__Work to be completed__. Apart from the images, reproduce all of the data word for word.

__Data shown__.
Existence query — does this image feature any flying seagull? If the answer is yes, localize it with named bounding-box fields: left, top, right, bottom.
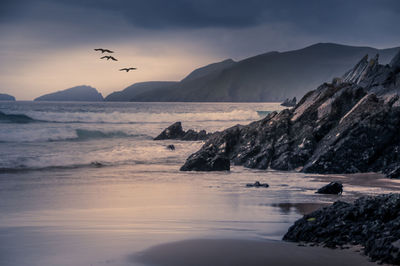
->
left=100, top=56, right=118, bottom=61
left=119, top=67, right=137, bottom=72
left=94, top=48, right=114, bottom=53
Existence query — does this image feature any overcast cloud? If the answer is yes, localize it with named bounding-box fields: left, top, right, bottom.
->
left=1, top=0, right=399, bottom=99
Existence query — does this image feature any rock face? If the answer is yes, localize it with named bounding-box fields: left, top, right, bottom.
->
left=281, top=97, right=296, bottom=107
left=180, top=51, right=400, bottom=178
left=0, top=93, right=15, bottom=101
left=34, top=85, right=103, bottom=102
left=283, top=194, right=400, bottom=265
left=316, top=182, right=343, bottom=195
left=180, top=153, right=230, bottom=171
left=154, top=122, right=212, bottom=141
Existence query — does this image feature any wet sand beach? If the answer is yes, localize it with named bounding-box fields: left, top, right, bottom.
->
left=134, top=239, right=379, bottom=266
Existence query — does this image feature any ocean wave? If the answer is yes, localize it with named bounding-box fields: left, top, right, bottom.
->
left=68, top=129, right=148, bottom=141
left=3, top=110, right=263, bottom=124
left=0, top=128, right=151, bottom=143
left=0, top=158, right=181, bottom=173
left=0, top=111, right=37, bottom=123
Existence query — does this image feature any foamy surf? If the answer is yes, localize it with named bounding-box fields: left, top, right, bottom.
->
left=2, top=109, right=263, bottom=124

__Problem solution__.
Existence query — does this image feature any flying seagull? If the answer is yes, localize it with named bounding-box fields: left, top, right, bottom.
->
left=100, top=56, right=118, bottom=61
left=119, top=67, right=137, bottom=72
left=94, top=48, right=114, bottom=53
Existence query — does this image feature any overcast cloud? If the answer is yes, localize it with named bounding-box fields: left, top, right, bottom.
->
left=1, top=0, right=399, bottom=99
Existence query — does this image feature any rock face? If the answer is yes, localize it with named bounding-box fields: left, top, right, bottom.
->
left=281, top=97, right=296, bottom=107
left=180, top=51, right=400, bottom=178
left=0, top=93, right=15, bottom=101
left=34, top=85, right=103, bottom=102
left=283, top=194, right=400, bottom=265
left=316, top=182, right=343, bottom=195
left=180, top=153, right=230, bottom=171
left=154, top=122, right=212, bottom=141
Existence query — does this image feature any wet sand beach? If the answer is yes, localize it with named bounding-box fields: left, top, right, bottom.
->
left=134, top=239, right=379, bottom=266
Existence query — does this image feature any ocean wave? If the answer is yes, localize it with named bounding-box fields: left, top, right, bottom.
->
left=68, top=129, right=148, bottom=141
left=3, top=110, right=263, bottom=124
left=0, top=128, right=151, bottom=143
left=0, top=158, right=181, bottom=173
left=0, top=111, right=37, bottom=123
Existence query — does this image feature any foamy surf? If the answer is yes, localize it with named bounding-box fields: left, top, right, bottom.
->
left=2, top=109, right=263, bottom=124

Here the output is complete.